● Input rows

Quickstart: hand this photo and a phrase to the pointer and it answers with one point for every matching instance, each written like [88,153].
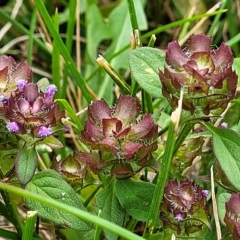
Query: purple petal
[13,127]
[7,61]
[99,110]
[44,131]
[222,57]
[179,217]
[4,100]
[200,43]
[51,90]
[205,193]
[31,92]
[127,109]
[21,83]
[175,56]
[37,105]
[23,105]
[3,77]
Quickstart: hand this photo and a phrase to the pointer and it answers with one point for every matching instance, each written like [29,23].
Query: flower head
[232,218]
[119,137]
[184,207]
[205,74]
[32,110]
[10,73]
[13,127]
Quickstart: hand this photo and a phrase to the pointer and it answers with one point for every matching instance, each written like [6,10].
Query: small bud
[21,84]
[179,217]
[13,127]
[51,90]
[205,193]
[44,131]
[3,99]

● Required task
Reproduce every record above word for word, leaving out the pictures.

● Written solution
Quickstart: hand this photo and a phrase to the pointer and it answers with one point for every matching instance, each written like [88,153].
Query: purple petal
[13,127]
[7,61]
[99,110]
[44,131]
[222,57]
[179,217]
[4,100]
[200,43]
[51,90]
[205,193]
[31,92]
[127,109]
[21,83]
[175,56]
[37,105]
[23,105]
[3,77]
Quickstart: hand this photo and a phrase to the pointer and it answers with one point for every matching instance, each written like [29,23].
Query: flower head
[232,218]
[119,137]
[184,207]
[205,74]
[32,110]
[10,73]
[13,127]
Quickstart: hand this photo and a phrase to the pointer and it answers with one point for every matching instance, each written like [6,10].
Query: small bud
[21,84]
[179,217]
[13,127]
[51,90]
[205,193]
[44,131]
[3,99]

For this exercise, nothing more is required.